Our Chicago brain injury attorneys have long known that traumatic brain injury is among the most devastating of injuries: it can severely damage the victim’s cognitive abilities while simultaneously leaving his personality altered and his emotional state destroyed. Yet many traumatic brain injuries are undiagnosed or undertreated due to the difficulty in finding evidence of these injuries on medical imaging (such as CT scans).
Now, new information is allowing doctors and researchers to better understand the nature of traumatic brain injuries – including how they occur physically, and how they cause the damage they do. Scientists are now learning that these injuries literally crumple the axons in the brain – the component which transmits signals between neurons in the brain. Traumatic brain injuries also gum up the neurons through the formation of strings of proteins known as tau, an effect similar to that in Alzheimer’s disease, and strangle or destroy blood vessels within the brain.
Indeed, once researchers knew what to look for, they found that the effects of a traumatic brain injury are so severe that it looks as though the brain is “eating itself alive.” However, these problems still remain invisible to traditional CT and MRI imaging – the injuries must be viewed with a microscope or, ideally, an electron microscope. These researchers hope that their new knowledge of the physical nature of traumatic brain injury will help to get such injuries properly diagnosed, and to develop new, better treatments.

_ _ _ _

### Check your understanding
1. In the brain injury text, what kind of microscope is named as the ideal way to view these injuries?
2. Pick up the brain injury text after its final sentence and keep writing it.

[Stored data]
_ _ _ _

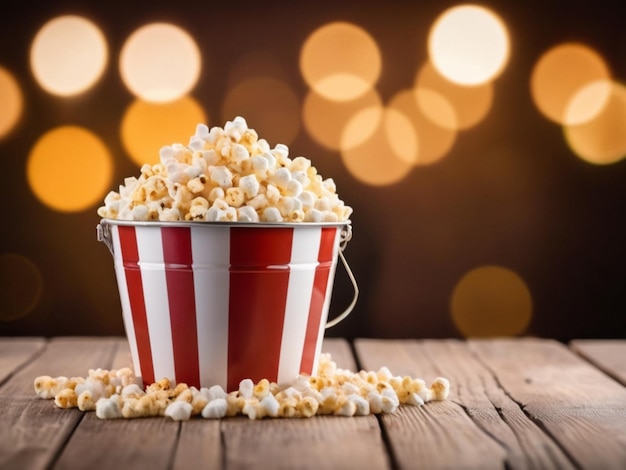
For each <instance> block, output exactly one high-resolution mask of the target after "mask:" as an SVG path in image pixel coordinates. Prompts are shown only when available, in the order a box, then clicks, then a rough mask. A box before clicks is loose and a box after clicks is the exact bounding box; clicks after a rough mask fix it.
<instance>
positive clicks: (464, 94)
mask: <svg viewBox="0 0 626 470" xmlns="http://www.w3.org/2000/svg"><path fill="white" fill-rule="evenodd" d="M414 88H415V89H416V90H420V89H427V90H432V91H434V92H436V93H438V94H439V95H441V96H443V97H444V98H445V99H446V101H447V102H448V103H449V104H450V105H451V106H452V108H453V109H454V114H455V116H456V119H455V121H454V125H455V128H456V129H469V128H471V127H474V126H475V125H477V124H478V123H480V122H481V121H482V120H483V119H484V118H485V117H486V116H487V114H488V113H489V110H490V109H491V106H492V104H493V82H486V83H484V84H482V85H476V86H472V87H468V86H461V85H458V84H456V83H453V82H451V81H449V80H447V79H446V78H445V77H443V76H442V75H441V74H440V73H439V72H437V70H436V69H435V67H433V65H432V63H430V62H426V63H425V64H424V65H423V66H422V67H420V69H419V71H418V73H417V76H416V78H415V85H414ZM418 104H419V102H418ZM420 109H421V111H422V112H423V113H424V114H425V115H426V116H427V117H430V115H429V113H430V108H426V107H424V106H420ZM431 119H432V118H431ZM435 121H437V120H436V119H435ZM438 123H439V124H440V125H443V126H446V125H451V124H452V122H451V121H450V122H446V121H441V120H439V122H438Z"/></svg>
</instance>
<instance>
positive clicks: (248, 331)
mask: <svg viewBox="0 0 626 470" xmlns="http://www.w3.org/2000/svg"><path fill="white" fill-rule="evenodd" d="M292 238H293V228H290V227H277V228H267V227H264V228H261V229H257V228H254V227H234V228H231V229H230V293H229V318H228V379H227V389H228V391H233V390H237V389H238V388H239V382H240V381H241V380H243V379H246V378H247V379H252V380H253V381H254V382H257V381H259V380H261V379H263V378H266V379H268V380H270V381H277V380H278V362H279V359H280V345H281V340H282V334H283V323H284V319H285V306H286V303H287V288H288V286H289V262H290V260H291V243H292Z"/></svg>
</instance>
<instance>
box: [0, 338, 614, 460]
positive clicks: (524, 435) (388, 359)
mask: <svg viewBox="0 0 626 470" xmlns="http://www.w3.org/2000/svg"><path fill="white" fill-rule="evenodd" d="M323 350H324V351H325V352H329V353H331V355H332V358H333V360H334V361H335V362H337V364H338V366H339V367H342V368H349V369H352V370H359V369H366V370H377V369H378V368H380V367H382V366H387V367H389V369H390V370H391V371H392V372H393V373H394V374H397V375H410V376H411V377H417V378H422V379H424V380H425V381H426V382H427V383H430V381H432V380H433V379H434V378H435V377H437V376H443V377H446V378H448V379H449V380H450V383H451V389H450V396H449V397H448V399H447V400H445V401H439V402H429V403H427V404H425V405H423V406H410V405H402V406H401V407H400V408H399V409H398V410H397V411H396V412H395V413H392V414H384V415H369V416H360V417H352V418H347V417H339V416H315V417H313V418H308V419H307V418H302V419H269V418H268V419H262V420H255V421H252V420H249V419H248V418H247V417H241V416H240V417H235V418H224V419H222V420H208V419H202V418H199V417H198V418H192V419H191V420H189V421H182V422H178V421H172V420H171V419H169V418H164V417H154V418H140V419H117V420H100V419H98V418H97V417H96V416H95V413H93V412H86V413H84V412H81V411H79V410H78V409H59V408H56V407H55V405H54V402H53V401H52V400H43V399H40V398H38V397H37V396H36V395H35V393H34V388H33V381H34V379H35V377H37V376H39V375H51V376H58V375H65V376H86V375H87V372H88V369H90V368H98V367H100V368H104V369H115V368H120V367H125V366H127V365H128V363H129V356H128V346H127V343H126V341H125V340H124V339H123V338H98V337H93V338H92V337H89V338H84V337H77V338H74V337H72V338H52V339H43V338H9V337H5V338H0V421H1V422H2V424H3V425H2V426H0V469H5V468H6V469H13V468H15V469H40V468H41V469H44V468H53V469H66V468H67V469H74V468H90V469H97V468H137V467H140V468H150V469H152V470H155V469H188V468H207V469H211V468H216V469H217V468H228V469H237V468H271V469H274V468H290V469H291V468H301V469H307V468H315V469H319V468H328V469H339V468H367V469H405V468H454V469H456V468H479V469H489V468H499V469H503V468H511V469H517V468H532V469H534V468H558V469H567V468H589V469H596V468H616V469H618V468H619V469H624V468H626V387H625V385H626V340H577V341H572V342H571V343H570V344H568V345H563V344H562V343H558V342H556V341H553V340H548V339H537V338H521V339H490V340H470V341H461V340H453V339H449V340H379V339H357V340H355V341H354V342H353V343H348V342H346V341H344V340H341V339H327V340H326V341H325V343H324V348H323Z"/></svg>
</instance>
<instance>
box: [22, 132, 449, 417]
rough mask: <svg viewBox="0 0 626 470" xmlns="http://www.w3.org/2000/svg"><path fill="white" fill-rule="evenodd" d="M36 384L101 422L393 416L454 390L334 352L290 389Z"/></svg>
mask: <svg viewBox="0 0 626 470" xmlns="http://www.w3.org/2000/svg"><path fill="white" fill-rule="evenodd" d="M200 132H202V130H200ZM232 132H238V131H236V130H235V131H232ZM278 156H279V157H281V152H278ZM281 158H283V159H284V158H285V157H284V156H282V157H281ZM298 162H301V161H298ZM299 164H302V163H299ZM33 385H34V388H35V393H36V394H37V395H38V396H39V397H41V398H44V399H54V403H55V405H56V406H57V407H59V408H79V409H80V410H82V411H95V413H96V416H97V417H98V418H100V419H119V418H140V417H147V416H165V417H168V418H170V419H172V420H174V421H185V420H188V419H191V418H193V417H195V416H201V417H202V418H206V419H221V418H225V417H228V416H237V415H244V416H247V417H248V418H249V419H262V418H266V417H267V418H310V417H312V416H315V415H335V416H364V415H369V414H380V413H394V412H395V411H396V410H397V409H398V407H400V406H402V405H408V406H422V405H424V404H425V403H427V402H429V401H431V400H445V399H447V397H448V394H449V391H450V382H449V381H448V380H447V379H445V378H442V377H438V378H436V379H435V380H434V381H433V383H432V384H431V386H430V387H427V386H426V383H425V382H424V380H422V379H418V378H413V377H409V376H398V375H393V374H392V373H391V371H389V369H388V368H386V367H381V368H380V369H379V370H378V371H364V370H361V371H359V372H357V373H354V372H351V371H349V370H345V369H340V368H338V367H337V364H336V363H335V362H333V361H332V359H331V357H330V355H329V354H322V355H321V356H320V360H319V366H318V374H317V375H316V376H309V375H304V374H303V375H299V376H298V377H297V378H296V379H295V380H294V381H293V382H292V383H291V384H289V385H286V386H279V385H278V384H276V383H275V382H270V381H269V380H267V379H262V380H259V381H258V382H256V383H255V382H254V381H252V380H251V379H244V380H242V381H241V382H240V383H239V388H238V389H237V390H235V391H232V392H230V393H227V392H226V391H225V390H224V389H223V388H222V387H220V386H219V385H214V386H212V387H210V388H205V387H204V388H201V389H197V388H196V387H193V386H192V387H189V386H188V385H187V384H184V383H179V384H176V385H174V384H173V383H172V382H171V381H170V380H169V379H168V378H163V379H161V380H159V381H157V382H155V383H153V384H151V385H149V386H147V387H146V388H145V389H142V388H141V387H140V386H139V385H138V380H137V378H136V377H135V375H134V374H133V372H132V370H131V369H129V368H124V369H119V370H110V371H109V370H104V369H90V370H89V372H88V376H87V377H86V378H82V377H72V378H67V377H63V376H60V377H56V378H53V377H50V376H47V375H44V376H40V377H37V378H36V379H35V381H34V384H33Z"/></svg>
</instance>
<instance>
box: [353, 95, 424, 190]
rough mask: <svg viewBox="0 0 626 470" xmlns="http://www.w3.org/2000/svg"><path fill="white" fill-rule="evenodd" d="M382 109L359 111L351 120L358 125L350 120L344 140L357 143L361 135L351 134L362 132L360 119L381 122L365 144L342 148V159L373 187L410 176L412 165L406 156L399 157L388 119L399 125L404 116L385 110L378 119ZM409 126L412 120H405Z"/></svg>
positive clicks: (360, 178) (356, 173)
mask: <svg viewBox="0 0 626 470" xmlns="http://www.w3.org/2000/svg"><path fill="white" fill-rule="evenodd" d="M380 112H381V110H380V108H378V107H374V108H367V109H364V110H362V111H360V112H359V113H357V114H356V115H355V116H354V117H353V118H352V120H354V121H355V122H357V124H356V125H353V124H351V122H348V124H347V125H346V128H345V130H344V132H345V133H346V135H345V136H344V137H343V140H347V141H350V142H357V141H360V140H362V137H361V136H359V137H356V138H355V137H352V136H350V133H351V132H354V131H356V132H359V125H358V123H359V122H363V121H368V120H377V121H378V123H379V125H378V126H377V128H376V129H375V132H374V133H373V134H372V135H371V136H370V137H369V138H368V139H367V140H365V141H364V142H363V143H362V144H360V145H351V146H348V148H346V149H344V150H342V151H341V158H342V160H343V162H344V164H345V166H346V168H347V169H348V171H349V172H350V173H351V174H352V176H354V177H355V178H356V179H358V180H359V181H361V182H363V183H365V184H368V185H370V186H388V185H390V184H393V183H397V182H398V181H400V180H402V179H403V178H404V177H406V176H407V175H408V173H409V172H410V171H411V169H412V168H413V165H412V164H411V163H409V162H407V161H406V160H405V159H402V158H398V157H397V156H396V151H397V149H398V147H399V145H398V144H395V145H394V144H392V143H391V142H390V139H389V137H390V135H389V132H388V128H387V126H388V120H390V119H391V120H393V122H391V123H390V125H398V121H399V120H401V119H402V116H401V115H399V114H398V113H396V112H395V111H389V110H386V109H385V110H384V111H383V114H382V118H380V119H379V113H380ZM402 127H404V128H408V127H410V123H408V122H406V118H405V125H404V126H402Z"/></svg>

_ _ _ _

### Answer set
1. An electron microscope.

2.
Left untreated, these effects can lead to the condition colloquially known as “boxer’s dementia,” characterized by decreased judgment, memory loss, uncontrollable temper, aggression, depression, and poor impulse control. And, although the condition is often thought of as linked to older victims, such as retired boxers, the researchers found these effects, amounting to boxer’s dementia from traumatic brain injury, in victims as young as seventeen years of age.
Nor are these effects confined to the victims of a single, severe injury such as an IED blast or a car accident. Recent research has also found similar effects in those who have sustained repeated, but very minor, traumatic brain injuries (minor hits to the head or mild concussions).
Our experienced brain injury attorneys are pleased to see this new wave of research documenting the very physical damage that occurs in a traumatic brain injury. We are confident that this new research will help in diagnosis and treatment – and will also help the victims of traumatic brain injury to convince skeptical jury members that their debilitating, life-devastating injuries are very, very real.